• _Directions for this task_
Output everything in the data from the line containing "Every instance of the metal siding" down to the line containing "pixel 168 43", both included, as a Markdown table. Use the columns Row and Line, give each line a row number, and leave out blank lines.

• _Dataset_
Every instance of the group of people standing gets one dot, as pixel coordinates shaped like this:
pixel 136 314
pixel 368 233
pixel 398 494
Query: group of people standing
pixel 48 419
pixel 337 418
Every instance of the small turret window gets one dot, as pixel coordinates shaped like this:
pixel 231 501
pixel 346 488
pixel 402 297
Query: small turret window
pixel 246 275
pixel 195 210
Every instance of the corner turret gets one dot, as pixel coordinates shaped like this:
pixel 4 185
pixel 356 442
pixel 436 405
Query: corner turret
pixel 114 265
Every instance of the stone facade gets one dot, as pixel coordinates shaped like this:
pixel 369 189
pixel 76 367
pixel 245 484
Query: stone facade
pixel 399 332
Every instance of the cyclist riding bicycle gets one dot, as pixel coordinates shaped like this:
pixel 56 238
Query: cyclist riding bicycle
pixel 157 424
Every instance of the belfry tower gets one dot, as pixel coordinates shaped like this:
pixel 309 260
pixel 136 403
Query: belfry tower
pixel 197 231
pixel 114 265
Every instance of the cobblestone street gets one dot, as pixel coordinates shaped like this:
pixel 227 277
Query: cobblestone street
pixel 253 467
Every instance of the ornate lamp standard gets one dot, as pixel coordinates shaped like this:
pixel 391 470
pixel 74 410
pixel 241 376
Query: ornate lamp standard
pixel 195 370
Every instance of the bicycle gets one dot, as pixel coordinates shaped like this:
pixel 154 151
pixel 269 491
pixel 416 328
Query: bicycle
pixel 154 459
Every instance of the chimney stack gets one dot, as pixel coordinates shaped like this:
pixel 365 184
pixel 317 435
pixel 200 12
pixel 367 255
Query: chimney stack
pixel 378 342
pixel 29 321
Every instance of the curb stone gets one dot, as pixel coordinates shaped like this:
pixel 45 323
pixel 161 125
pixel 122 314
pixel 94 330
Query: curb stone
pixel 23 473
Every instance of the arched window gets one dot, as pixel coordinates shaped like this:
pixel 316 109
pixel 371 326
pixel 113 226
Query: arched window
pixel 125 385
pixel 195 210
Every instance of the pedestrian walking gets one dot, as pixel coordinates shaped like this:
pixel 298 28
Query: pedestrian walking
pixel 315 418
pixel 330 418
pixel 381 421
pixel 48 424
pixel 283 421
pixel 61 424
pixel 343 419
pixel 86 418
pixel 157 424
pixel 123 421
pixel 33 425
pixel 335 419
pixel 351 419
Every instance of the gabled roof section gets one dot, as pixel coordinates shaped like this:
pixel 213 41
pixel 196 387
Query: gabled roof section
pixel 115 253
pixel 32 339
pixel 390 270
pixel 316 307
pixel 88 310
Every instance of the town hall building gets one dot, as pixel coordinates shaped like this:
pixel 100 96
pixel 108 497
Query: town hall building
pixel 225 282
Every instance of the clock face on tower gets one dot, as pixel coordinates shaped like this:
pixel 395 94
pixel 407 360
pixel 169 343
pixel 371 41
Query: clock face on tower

...

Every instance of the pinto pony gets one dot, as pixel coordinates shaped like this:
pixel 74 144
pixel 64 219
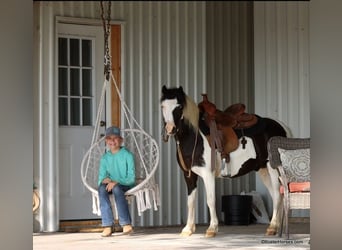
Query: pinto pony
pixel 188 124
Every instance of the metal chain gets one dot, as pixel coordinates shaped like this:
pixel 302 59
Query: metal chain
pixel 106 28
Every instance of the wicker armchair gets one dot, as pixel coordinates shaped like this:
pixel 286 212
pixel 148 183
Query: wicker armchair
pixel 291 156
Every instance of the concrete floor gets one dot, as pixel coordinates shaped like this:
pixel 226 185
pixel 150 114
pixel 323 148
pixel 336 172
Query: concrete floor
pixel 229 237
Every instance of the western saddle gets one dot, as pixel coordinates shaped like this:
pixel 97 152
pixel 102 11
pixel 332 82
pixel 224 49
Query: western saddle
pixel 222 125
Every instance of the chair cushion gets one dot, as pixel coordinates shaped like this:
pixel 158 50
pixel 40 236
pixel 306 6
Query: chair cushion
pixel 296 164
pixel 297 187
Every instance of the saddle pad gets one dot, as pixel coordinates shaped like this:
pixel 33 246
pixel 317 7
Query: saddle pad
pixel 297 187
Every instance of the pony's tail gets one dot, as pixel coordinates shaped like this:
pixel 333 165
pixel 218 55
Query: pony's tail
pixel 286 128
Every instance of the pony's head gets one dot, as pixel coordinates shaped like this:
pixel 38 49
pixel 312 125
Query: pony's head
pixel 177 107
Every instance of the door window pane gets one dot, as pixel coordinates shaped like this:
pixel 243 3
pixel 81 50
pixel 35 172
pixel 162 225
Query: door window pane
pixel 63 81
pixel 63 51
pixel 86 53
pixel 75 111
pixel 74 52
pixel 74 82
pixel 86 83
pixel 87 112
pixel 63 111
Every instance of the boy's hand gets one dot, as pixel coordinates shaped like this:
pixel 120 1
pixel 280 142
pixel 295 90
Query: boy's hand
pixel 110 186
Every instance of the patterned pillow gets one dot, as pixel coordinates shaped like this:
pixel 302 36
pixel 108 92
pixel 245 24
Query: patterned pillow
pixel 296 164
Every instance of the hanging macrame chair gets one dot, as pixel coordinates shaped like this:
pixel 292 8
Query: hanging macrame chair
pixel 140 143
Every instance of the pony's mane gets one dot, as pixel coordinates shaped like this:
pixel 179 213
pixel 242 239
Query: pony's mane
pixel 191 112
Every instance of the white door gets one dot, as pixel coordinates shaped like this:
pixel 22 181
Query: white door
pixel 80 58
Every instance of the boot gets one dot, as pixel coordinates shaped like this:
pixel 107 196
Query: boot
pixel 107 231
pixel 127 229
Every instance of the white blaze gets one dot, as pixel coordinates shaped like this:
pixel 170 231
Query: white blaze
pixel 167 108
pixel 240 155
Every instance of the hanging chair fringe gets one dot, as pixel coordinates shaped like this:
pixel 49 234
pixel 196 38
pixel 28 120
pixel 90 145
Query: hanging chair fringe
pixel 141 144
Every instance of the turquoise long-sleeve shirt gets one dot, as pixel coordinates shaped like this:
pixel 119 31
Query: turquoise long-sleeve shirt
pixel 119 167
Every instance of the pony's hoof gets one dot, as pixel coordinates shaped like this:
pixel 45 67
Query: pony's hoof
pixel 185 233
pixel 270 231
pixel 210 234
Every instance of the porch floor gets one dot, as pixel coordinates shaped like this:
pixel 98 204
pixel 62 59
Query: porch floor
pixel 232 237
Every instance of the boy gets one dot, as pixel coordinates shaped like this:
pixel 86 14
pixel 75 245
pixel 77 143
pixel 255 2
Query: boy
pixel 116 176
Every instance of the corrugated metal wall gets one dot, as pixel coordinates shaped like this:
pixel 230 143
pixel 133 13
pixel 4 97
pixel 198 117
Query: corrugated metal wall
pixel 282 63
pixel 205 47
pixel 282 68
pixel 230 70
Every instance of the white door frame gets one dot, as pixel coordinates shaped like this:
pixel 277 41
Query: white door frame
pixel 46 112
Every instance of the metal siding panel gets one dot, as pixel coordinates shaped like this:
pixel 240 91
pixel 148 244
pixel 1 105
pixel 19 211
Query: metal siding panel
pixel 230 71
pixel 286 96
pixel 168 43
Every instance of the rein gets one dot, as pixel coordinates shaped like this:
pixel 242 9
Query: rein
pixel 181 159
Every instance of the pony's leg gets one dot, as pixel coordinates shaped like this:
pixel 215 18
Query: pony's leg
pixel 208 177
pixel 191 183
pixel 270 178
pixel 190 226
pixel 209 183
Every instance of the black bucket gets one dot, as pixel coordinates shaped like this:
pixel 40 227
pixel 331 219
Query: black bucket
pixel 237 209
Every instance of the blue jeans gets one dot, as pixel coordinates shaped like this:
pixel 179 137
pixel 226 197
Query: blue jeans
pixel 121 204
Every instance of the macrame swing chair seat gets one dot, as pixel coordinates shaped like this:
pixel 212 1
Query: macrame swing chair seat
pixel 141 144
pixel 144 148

---

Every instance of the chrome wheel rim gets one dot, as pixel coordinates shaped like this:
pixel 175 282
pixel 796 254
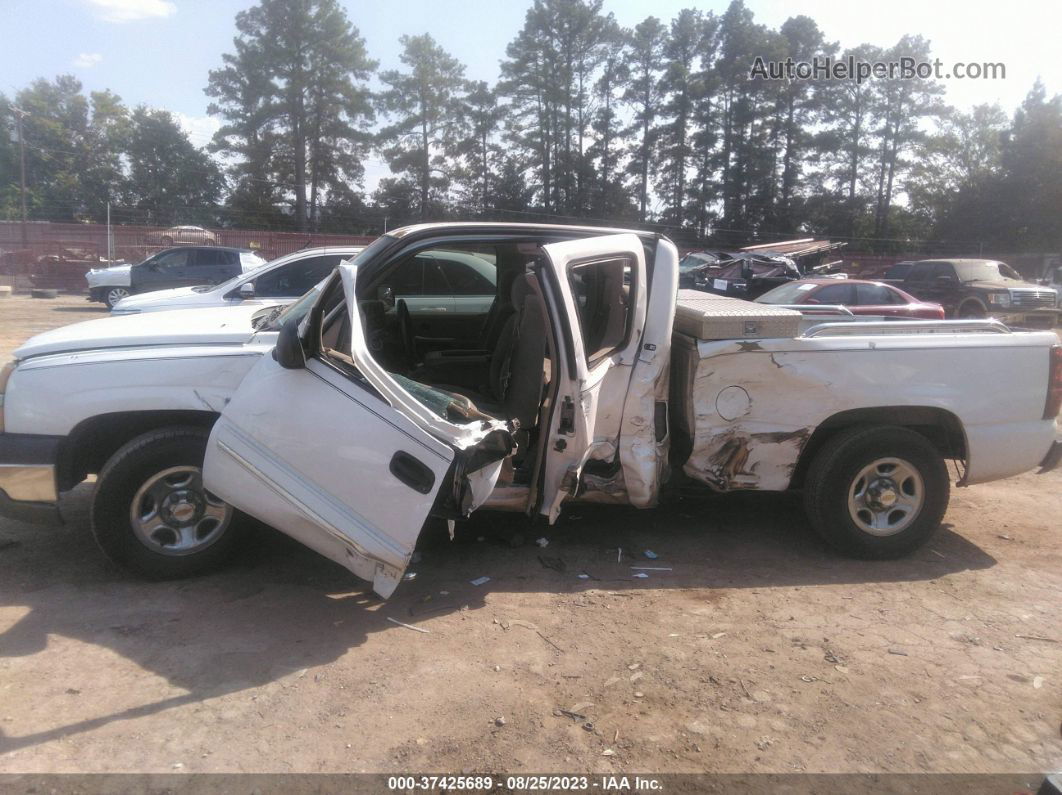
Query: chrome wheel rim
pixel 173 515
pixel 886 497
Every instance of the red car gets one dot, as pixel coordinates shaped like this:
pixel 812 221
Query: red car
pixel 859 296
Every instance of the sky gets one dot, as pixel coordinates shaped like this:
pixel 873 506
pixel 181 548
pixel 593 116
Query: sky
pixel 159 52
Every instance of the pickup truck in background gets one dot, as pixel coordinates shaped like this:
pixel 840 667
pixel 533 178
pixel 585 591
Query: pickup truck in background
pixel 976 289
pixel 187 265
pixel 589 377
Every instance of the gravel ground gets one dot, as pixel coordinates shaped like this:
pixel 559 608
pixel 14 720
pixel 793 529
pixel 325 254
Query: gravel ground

• _Expected answer_
| Row | Line |
|---|---|
| 1 | Every instance of the metal siding panel gets one dot, as pixel coordinates shaped like this: |
| 2 | pixel 240 91 |
| 3 | pixel 148 244 |
| 4 | pixel 1 105 |
| 5 | pixel 19 211 |
| 6 | Query: metal siding panel |
| 7 | pixel 230 71 |
| 8 | pixel 286 96 |
| 9 | pixel 168 43 |